[Source text]:

+===+

Based on our data on the chemotactic response of Vδ1 T cells to CCL2, it will be interesting to correlate the abundance of tumor-infiltrating Vδ1 T cells with the intratumoral CCL2 levels. Transcriptomic studies performed in our laboratory revealed that the CCL2 mRNA is expressed to variable levels by a panel of distinct neoplasms. For example, squamous cell carcinoma, breast carcinoma, and primary prostate carcinoma overexpressed CCL2 in comparison with histologically matched healthy tissues. By contrast, liver, lung, and metastatic prostate carcinomas expressed lower levels of CCL2 than control tissues.9 We therefore propose that intratumoral CCL2 expression levels may constitute an important predictive factor for future immunotherapeutic strategies targeting Vδ1 T cells.

+===+

[Supplied material]:
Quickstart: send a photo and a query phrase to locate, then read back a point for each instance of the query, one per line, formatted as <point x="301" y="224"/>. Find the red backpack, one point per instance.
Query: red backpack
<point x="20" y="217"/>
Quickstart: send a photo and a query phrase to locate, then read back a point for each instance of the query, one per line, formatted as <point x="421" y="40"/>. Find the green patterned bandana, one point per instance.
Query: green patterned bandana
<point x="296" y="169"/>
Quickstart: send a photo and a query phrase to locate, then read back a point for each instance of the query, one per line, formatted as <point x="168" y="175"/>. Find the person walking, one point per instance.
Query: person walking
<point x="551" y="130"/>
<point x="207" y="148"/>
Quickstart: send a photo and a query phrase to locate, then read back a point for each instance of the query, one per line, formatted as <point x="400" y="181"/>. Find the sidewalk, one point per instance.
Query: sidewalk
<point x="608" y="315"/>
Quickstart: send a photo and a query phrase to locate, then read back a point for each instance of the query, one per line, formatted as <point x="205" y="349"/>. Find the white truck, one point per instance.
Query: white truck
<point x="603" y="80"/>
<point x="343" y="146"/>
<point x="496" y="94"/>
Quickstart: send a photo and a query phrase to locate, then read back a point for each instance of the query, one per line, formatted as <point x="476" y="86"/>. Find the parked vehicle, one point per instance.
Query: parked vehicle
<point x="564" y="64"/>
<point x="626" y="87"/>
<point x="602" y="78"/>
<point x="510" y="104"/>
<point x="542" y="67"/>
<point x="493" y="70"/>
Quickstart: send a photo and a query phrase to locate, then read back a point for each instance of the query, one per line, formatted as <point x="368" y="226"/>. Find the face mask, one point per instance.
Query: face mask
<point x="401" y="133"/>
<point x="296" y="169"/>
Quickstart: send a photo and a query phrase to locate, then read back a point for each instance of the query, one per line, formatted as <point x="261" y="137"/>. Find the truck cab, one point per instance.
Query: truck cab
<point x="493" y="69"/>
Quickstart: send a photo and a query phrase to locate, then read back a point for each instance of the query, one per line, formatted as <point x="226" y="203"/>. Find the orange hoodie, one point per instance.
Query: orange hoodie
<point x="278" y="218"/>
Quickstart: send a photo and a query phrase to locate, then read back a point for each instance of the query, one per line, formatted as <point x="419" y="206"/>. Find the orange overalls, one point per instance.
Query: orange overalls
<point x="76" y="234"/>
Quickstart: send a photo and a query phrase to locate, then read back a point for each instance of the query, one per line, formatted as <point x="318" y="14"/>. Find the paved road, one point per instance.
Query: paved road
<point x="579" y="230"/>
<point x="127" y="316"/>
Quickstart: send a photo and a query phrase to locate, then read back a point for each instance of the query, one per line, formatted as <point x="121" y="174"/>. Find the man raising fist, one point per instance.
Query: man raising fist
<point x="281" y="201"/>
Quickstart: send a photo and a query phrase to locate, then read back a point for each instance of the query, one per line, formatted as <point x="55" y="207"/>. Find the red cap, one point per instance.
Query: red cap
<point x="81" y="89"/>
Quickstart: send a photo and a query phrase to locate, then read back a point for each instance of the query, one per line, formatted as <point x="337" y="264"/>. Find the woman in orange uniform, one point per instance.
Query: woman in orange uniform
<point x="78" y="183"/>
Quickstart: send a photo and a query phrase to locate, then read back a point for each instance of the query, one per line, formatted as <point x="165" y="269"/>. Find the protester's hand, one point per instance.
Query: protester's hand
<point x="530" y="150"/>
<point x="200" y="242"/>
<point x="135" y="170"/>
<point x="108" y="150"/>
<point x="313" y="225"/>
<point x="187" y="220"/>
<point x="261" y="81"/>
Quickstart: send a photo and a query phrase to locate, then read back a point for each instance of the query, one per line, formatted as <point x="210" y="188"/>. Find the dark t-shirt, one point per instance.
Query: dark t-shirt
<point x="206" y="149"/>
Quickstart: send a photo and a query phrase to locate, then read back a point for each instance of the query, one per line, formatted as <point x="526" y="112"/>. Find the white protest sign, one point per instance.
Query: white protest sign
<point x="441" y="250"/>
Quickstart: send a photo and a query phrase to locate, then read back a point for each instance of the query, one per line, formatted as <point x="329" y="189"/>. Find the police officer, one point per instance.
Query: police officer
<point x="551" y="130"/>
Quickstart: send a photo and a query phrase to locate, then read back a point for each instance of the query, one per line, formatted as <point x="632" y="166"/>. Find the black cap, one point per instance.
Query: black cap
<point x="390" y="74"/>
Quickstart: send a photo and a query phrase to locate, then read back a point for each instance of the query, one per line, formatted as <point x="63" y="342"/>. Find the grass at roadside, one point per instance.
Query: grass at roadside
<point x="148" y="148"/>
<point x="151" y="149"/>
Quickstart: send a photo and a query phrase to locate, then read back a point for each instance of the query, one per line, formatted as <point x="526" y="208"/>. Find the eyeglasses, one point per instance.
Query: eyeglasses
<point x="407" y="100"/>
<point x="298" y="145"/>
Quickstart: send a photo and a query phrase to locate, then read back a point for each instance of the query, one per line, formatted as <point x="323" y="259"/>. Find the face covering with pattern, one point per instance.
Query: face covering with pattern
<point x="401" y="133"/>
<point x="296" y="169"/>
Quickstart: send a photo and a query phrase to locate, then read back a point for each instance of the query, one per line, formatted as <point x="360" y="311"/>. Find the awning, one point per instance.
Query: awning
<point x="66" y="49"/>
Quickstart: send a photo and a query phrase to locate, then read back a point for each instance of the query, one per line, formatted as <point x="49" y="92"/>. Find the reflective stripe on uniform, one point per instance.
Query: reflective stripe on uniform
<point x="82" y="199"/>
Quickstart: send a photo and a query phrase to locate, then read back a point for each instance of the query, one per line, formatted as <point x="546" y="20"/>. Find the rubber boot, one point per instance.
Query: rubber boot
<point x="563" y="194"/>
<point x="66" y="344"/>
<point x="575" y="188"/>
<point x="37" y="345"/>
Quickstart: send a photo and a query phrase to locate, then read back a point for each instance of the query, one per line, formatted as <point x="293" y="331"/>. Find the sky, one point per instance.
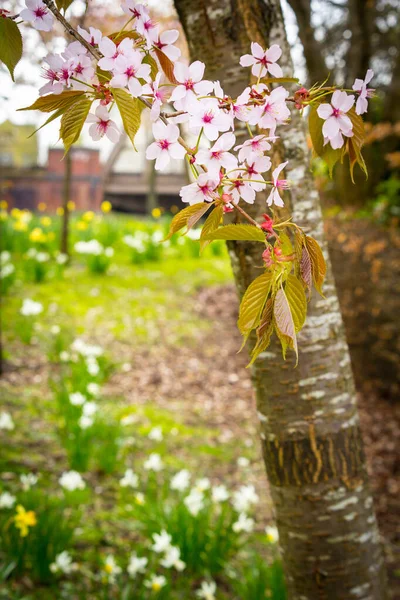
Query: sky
<point x="17" y="95"/>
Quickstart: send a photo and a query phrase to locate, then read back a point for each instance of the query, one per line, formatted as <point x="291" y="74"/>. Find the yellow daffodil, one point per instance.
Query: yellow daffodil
<point x="24" y="519"/>
<point x="88" y="216"/>
<point x="106" y="206"/>
<point x="37" y="235"/>
<point x="156" y="213"/>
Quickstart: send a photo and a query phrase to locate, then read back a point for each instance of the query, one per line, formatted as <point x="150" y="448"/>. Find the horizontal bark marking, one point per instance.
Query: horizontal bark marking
<point x="313" y="459"/>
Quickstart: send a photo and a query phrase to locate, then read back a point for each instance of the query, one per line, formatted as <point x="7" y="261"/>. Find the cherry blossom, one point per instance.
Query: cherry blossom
<point x="337" y="123"/>
<point x="93" y="36"/>
<point x="166" y="145"/>
<point x="360" y="85"/>
<point x="218" y="155"/>
<point x="273" y="112"/>
<point x="254" y="147"/>
<point x="102" y="125"/>
<point x="111" y="52"/>
<point x="263" y="61"/>
<point x="54" y="85"/>
<point x="165" y="41"/>
<point x="209" y="118"/>
<point x="37" y="13"/>
<point x="279" y="184"/>
<point x="159" y="95"/>
<point x="190" y="84"/>
<point x="199" y="191"/>
<point x="128" y="70"/>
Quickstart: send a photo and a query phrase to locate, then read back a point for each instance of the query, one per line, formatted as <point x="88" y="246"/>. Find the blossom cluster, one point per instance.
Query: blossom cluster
<point x="222" y="168"/>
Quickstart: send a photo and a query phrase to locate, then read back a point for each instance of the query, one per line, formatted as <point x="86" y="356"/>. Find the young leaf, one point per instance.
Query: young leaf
<point x="253" y="302"/>
<point x="284" y="324"/>
<point x="72" y="122"/>
<point x="63" y="4"/>
<point x="55" y="101"/>
<point x="264" y="331"/>
<point x="130" y="109"/>
<point x="212" y="223"/>
<point x="318" y="264"/>
<point x="167" y="65"/>
<point x="296" y="297"/>
<point x="305" y="268"/>
<point x="326" y="152"/>
<point x="52" y="117"/>
<point x="249" y="233"/>
<point x="355" y="143"/>
<point x="10" y="44"/>
<point x="193" y="212"/>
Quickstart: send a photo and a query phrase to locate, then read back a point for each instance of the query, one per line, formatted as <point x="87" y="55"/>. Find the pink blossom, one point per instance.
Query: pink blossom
<point x="166" y="145"/>
<point x="128" y="69"/>
<point x="279" y="184"/>
<point x="263" y="61"/>
<point x="218" y="155"/>
<point x="361" y="86"/>
<point x="159" y="95"/>
<point x="190" y="84"/>
<point x="164" y="43"/>
<point x="51" y="73"/>
<point x="254" y="147"/>
<point x="148" y="28"/>
<point x="37" y="13"/>
<point x="93" y="36"/>
<point x="111" y="52"/>
<point x="102" y="125"/>
<point x="273" y="112"/>
<point x="337" y="123"/>
<point x="199" y="191"/>
<point x="253" y="169"/>
<point x="81" y="67"/>
<point x="209" y="118"/>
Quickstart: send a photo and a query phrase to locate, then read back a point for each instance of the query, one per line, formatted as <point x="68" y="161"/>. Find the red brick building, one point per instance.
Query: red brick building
<point x="27" y="187"/>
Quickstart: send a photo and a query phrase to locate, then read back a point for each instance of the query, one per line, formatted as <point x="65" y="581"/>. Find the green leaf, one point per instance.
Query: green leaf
<point x="52" y="117"/>
<point x="149" y="60"/>
<point x="188" y="216"/>
<point x="55" y="101"/>
<point x="284" y="325"/>
<point x="355" y="143"/>
<point x="130" y="110"/>
<point x="318" y="264"/>
<point x="10" y="44"/>
<point x="63" y="4"/>
<point x="253" y="302"/>
<point x="249" y="233"/>
<point x="326" y="152"/>
<point x="72" y="122"/>
<point x="211" y="224"/>
<point x="264" y="331"/>
<point x="296" y="297"/>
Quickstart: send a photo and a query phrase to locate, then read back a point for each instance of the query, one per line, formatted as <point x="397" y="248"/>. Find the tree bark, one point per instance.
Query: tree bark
<point x="310" y="432"/>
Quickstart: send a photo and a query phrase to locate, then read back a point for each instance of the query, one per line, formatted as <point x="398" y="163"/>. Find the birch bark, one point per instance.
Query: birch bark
<point x="309" y="425"/>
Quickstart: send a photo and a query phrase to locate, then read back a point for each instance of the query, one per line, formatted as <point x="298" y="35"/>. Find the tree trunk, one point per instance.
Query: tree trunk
<point x="64" y="248"/>
<point x="310" y="430"/>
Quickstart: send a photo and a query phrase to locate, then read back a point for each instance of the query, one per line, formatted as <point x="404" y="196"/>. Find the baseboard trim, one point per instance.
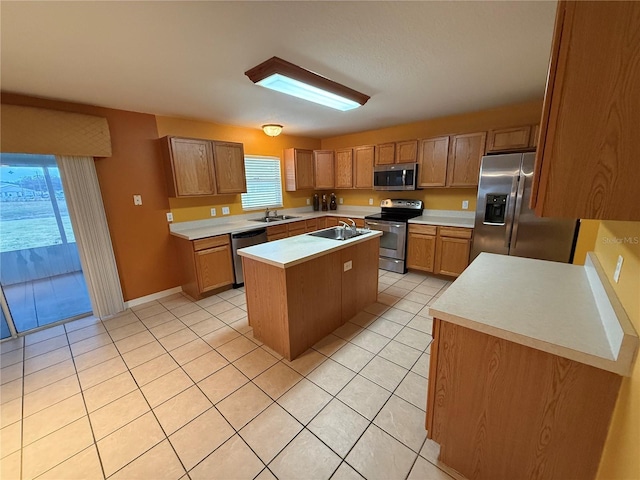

+===+

[Required action A]:
According to the passage on CCL2 and Vδ1 T cells, which carcinomas expressed lower levels of CCL2 than control tissues?
[Required action B]:
Rewrite the passage on CCL2 and Vδ1 T cells from "Based on our" down to "Vδ1 T cells.", changing every "CCL2" to "MCP-1".
[Required action C]:
Write what comes next in the passage on CCL2 and Vδ1 T cells, starting after its last sentence.
The items play no part in what follows.

[Written reply A]:
Liver, lung, and metastatic prostate carcinomas.

[Written reply B]:
Based on our data on the chemotactic response of Vδ1 T cells to MCP-1, it will be interesting to correlate the abundance of tumor-infiltrating Vδ1 T cells with the intratumoral MCP-1 levels. Transcriptomic studies performed in our laboratory revealed that the MCP-1 mRNA is expressed to variable levels by a panel of distinct neoplasms. For example, squamous cell carcinoma, breast carcinoma, and primary prostate carcinoma overexpressed MCP-1 in comparison with histologically matched healthy tissues. By contrast, liver, lung, and metastatic prostate carcinomas expressed lower levels of MCP-1 than control tissues.9 We therefore propose that intratumoral MCP-1 expression levels may constitute an important predictive factor for future immunotherapeutic strategies targeting Vδ1 T cells.

[Written reply C]:
Another interesting aspect to consider in the context of the CCL2-dependent recruitment of tumor-infiltrating lymphocytes (TILs) are the potential post-translational modifications of this chemokine within tumors. Pioneering work from Viola, Bronte, and collaborators demonstrated that tumor-derived reactive nitrogen species result in CCL2 nitration, thereby hindering the recruitment of CD8+ T cells to the tumor bed.7 This team is currently developing chemical inhibitors of nitration, hoping to improve tumor infiltration by CD8+ T cells, which would likely extend to γδ T cells.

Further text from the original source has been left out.